» Excerpted passage
<<<<

Taking Care of Yourself While You Take Care of Someone Else
Caregiving for someone with glioblastoma is one of the most demanding things a human being can do. It is also almost entirely invisible. The patient is the one with cancer. They are the one in the scans and the studies and the support groups. And they should be.
But you — the person who drove them to every appointment, who translated every doctor's explanation into something manageable, who watched them change and stayed anyway — you are also living with this disease. And you are allowed to say so.
You cannot pour from an empty cup. This is not a metaphor. It is physiology.
Caregiver burnout is real — and it sneaks up on you
Burnout doesn't announce itself. It builds slowly, and by the time most caregivers recognize it, they've been running on empty for months. Signs include: chronic exhaustion that sleep doesn't fix, emotional numbness or detachment, increasing resentment (and guilt about the resentment), physical symptoms like headaches or getting sick constantly, and withdrawing from friends and your own life.

>>>>

» Given information
<<<<

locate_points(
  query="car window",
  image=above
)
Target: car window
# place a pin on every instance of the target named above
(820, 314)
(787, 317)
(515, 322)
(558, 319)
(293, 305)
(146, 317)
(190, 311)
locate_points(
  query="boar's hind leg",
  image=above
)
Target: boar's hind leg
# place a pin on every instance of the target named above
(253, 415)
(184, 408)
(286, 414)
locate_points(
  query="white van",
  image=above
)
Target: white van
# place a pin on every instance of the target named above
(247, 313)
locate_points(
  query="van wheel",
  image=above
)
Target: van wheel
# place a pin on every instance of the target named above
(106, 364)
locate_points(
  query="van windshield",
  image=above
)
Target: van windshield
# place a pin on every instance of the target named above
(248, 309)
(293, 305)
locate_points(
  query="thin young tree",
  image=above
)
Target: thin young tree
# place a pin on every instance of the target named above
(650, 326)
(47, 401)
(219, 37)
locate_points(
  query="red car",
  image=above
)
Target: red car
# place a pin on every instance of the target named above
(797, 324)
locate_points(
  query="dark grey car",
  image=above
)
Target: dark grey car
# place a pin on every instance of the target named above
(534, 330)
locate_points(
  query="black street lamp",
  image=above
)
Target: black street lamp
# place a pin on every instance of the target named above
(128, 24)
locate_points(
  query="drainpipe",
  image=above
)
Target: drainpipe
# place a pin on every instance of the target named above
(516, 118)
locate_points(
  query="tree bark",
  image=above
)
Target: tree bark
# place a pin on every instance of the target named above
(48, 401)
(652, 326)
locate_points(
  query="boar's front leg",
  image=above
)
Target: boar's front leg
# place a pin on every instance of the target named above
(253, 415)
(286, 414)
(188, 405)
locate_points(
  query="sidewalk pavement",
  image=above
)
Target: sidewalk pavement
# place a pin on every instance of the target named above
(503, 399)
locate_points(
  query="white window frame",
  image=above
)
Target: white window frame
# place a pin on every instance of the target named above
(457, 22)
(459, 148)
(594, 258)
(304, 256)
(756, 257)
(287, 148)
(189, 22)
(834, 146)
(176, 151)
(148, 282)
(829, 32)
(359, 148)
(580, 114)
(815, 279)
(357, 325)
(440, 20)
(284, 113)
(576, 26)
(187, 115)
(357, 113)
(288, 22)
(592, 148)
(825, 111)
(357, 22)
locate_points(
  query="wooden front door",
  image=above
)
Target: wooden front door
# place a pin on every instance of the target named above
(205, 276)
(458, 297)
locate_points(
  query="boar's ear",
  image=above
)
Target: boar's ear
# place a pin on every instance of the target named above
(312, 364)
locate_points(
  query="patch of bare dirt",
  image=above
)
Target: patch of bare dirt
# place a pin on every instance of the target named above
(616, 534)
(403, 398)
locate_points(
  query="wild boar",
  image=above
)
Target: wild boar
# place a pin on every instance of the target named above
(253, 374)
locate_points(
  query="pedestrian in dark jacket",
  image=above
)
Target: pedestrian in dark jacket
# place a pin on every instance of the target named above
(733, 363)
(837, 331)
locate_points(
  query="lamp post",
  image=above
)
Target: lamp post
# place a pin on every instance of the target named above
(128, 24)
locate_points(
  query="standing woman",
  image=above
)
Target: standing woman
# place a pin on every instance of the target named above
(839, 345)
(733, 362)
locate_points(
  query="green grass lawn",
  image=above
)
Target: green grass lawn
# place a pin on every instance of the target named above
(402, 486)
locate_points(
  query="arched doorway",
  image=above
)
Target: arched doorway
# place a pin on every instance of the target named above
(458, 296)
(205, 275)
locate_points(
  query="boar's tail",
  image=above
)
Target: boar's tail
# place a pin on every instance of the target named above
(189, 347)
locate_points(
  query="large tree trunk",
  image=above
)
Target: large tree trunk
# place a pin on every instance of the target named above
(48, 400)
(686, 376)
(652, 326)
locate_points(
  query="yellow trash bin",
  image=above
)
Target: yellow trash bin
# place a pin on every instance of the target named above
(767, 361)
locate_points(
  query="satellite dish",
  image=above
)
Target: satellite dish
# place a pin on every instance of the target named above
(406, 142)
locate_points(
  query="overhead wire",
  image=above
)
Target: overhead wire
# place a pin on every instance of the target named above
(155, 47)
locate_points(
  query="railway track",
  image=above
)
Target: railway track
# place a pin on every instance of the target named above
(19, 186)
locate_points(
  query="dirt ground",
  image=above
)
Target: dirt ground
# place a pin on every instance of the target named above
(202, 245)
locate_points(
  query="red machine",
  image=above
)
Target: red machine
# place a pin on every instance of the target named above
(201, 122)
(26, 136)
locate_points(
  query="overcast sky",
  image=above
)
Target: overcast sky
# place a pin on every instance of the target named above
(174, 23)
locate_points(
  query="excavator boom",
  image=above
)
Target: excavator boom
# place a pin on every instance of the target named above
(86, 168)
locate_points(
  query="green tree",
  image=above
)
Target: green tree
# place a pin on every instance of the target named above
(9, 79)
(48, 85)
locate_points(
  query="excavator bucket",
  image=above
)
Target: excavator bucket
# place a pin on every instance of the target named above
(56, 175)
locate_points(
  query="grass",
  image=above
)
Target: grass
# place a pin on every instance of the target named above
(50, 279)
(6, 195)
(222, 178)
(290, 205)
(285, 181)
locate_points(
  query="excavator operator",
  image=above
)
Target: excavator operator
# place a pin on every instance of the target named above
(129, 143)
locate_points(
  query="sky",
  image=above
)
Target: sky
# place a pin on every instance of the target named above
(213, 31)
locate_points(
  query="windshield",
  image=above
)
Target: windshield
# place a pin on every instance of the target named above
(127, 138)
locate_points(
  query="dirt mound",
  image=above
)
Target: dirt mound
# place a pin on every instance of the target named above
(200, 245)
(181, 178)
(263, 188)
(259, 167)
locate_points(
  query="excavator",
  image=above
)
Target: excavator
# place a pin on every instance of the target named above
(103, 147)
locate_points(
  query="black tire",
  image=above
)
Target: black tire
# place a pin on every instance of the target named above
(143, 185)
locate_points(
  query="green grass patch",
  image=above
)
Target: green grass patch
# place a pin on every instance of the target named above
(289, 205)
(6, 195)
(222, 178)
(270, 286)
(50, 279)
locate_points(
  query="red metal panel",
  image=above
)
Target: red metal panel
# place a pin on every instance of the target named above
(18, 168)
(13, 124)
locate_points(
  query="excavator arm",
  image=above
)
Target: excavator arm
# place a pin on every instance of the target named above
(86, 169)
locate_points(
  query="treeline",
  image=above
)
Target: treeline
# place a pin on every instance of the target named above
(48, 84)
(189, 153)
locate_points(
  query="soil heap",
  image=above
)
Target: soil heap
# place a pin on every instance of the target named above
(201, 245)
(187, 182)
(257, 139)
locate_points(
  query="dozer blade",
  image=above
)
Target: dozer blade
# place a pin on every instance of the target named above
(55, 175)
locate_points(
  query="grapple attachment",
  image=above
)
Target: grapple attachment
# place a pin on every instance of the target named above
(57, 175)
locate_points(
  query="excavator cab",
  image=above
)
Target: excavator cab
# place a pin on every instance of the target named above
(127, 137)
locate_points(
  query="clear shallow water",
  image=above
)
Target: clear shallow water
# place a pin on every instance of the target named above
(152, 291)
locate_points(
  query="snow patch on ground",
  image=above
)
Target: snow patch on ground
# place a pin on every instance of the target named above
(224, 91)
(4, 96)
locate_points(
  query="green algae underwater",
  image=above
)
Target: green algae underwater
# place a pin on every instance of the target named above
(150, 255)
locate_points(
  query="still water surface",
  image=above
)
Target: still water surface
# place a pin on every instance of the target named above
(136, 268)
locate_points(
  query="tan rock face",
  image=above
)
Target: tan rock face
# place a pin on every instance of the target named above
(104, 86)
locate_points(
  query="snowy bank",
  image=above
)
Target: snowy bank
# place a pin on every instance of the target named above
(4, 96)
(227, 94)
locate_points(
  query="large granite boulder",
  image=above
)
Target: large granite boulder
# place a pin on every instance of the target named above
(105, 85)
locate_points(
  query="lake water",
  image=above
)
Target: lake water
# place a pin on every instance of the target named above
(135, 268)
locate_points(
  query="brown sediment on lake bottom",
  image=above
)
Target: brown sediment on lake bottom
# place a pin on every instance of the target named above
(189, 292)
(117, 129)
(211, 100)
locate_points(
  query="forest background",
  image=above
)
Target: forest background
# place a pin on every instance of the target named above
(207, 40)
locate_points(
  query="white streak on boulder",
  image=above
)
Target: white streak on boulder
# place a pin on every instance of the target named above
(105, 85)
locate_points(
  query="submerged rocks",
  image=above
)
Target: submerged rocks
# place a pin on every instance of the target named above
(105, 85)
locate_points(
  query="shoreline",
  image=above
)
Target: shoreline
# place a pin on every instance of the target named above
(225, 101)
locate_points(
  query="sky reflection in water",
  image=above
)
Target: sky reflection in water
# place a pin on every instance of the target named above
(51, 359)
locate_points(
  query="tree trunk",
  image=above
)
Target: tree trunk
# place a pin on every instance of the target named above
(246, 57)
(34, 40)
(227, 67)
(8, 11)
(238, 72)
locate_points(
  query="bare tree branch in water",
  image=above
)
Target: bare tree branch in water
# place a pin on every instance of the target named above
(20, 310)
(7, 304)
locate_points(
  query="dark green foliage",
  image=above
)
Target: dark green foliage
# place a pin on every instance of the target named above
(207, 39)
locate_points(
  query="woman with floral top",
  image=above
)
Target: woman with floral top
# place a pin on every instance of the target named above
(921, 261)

>>>>
<<<<

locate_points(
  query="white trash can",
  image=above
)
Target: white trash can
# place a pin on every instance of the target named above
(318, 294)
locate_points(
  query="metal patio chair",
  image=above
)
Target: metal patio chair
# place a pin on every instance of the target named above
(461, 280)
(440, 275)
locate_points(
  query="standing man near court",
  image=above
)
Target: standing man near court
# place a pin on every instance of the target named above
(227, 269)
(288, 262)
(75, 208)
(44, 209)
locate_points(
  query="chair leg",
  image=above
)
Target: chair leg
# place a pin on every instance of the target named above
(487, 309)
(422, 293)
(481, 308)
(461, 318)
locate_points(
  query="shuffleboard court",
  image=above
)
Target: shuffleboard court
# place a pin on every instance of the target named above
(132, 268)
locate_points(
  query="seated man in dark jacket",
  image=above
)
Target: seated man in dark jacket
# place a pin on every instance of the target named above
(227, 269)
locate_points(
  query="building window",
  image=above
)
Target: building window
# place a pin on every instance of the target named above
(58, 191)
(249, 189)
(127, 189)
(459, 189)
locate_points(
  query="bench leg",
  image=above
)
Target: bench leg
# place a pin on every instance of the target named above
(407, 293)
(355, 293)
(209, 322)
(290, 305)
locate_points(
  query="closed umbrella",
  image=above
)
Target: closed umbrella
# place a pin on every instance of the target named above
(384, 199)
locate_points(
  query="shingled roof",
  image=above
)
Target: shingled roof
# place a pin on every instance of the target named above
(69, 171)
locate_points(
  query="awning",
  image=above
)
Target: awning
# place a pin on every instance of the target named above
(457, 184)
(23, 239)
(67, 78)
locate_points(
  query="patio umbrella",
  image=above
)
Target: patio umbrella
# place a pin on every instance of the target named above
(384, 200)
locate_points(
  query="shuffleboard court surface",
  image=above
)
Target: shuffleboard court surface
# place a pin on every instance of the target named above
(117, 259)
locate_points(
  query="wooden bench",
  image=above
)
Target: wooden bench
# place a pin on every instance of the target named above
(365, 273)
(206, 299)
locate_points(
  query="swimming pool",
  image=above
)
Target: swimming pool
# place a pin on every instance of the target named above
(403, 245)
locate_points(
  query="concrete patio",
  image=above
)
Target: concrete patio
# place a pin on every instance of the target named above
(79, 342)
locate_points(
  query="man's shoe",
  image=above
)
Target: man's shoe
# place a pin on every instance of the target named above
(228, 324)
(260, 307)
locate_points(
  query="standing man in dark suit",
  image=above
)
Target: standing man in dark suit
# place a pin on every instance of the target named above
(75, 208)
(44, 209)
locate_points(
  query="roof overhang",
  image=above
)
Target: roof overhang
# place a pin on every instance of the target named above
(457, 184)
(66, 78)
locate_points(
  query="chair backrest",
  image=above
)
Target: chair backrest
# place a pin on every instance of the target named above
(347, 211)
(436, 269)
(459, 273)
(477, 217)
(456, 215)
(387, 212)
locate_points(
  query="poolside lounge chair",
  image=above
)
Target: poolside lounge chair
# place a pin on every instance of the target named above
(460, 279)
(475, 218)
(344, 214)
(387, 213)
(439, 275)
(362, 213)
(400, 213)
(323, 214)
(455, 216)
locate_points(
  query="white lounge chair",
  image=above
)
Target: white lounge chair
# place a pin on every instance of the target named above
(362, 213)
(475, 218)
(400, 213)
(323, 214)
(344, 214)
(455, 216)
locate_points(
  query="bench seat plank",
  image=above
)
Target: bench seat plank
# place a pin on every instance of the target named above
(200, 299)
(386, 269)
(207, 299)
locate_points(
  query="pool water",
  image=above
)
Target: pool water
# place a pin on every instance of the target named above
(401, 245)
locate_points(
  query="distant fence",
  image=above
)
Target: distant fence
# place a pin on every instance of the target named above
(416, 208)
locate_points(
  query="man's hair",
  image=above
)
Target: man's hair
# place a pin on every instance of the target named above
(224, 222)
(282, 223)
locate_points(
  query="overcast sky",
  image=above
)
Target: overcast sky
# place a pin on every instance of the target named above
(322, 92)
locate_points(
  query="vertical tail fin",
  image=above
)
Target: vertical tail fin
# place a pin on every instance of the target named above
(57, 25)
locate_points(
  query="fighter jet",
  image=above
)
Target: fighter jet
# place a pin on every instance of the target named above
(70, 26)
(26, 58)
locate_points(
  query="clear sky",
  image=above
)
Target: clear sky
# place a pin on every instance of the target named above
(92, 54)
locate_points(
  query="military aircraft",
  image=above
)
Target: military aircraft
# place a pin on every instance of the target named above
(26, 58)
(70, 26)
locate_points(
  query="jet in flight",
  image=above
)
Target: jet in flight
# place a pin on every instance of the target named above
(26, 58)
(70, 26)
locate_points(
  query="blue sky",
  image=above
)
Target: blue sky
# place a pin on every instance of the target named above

>>>>

» Action item
Answer these questions from the caregiving text:
1. What disease does the text say the caregiver's person has?
2. What does the text call the statement "You cannot pour from an empty cup" instead of a metaphor?
3. What kind of exhaustion is listed as a sign of burnout?

» Answer to this task
1. Glioblastoma.
2. Physiology.
3. Chronic exhaustion that sleep doesn't fix.